TASK – Continue the passage on the queen's cancelled birthday gun salutes, starting after its final sentence.

The country would normally mark the occasion with blank rounds fired from artillery at the Tower of London, Hyde Park and Windsor Great Park but the queen cancelled due to coronavirus.
The monarch took the decision out of respect for the atmosphere of national crisis after weeks in which she has given two rare video broadcasts to Britain.
Dickie Arbiter was Elizabeth’s spokesman for 12 years and says her birthday is not an important date in her calendar.
He told Newsweek: “There’ll be absolutely nothing. There’s no gun salute in Hyde Park, no gun salute in the Tower of London, no changing of the guard at Windsor Castle, no band to play happy birthday.
“There will have been no soul searching at all. It was her decision that there shouldn’t be gun salutes.
“She felt it inappropriate in the circumstances. She leads by example and hopes that everybody else follows.
“It will be very quiet, self isolating with Prince Philip. No doubt there’ll be video calls from her family to wish her happy birthday and that’s about it.”

Referring expression pointing data:

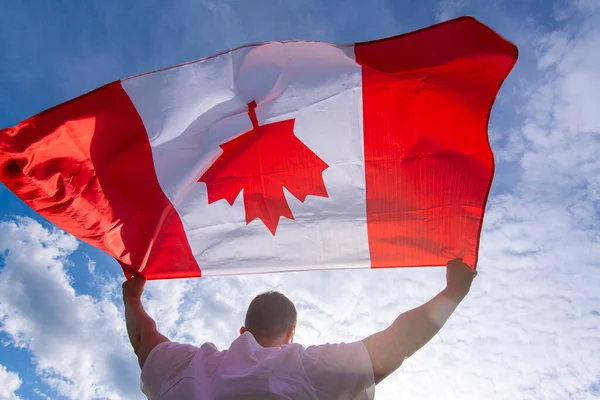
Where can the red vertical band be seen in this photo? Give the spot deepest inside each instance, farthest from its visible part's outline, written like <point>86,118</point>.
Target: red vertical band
<point>427,97</point>
<point>86,165</point>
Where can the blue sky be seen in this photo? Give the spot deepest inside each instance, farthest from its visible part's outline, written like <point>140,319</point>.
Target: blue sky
<point>527,331</point>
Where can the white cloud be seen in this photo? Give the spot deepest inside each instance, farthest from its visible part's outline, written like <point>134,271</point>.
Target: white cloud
<point>77,342</point>
<point>528,330</point>
<point>9,384</point>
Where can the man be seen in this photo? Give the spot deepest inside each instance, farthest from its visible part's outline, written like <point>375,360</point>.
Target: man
<point>263,363</point>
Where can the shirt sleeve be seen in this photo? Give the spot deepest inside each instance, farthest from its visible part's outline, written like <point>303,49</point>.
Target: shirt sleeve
<point>340,371</point>
<point>165,363</point>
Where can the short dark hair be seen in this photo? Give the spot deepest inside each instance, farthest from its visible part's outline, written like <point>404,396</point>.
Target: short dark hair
<point>270,315</point>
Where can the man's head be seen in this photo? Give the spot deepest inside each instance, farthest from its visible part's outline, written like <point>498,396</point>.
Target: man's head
<point>271,318</point>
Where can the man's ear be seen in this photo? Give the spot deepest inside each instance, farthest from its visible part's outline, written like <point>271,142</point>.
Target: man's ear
<point>289,336</point>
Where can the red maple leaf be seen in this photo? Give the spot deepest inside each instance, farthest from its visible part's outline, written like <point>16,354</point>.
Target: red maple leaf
<point>262,162</point>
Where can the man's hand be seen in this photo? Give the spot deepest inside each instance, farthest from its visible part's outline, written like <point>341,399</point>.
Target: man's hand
<point>459,277</point>
<point>134,288</point>
<point>413,329</point>
<point>140,326</point>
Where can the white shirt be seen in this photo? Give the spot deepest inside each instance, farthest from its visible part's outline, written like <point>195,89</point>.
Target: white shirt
<point>248,371</point>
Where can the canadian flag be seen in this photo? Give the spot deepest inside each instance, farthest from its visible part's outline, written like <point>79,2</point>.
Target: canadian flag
<point>279,156</point>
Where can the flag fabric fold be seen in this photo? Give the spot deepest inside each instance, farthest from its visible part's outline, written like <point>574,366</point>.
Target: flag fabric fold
<point>278,156</point>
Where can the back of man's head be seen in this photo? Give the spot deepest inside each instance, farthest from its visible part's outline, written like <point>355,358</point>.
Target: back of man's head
<point>270,315</point>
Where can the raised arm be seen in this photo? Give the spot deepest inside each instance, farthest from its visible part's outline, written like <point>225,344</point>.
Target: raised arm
<point>413,329</point>
<point>141,328</point>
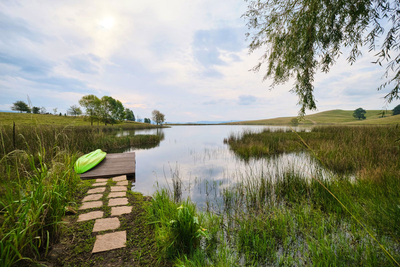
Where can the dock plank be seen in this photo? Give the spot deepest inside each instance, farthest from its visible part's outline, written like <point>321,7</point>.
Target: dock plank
<point>113,165</point>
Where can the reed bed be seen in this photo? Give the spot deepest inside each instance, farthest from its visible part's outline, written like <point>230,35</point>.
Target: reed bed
<point>282,218</point>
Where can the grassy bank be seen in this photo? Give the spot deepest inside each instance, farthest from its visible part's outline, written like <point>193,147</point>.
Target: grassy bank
<point>350,217</point>
<point>7,118</point>
<point>31,138</point>
<point>369,152</point>
<point>331,117</point>
<point>38,183</point>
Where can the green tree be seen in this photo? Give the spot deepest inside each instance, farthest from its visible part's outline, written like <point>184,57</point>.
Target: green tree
<point>118,111</point>
<point>91,103</point>
<point>158,117</point>
<point>111,110</point>
<point>35,110</point>
<point>302,37</point>
<point>129,115</point>
<point>294,122</point>
<point>21,106</point>
<point>396,110</point>
<point>74,110</point>
<point>359,114</point>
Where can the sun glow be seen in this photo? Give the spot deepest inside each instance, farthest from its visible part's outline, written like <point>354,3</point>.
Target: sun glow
<point>107,23</point>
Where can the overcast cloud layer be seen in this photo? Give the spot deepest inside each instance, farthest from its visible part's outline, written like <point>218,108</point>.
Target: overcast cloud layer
<point>188,59</point>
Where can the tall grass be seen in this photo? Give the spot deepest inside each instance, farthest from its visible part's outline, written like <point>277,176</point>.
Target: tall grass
<point>366,151</point>
<point>34,195</point>
<point>281,217</point>
<point>178,226</point>
<point>38,183</point>
<point>69,138</point>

RESULT –
The queen has two birthdays, this one marks the day she was actually born while her official birthday parade usually takes place on the second Saturday in June, when there is a military parade.
Trooping the Colour includes 1,400 soldiers, 200 horses and 400 musicians, ending with a flypast by the Royal Air Force which the royals watch from the Buckingham Palace balcony.
This, however, has also already been cancelled as the U.K. battles faces uncertainty over when lockdown restrictions will ease.
Arbiter told Newsweek Elizabeth’s actual birthday is less important to her and she may even spend it going through government paperwork brought to Windsor Castle in red ministerial boxes.
He said: “Her birthday is just another day for her. It’s other people who tend to treat it as more important and the important ones are the milestone birthdays, such as four years ago when she was 90.
“If there’s work to be done she’ll do it. She’ll talk to her private secretary over the telephone or via video link.
“Red boxes will come down to them, she’ll go through government papers. The only days she has off are Easter Sunday and Christmas Day.”
The queen will spend the day with Prince Philip who issued his first public statement in years yesterday, when he praised key workers on the coronavirus frontline and research scientists.
Ingrid Seward, author of The Queen’s Speech: An Intimate Portrait of the Queen in Her Own Words, told Newsweek: “I’d have thought the queen won’t be doing very much today.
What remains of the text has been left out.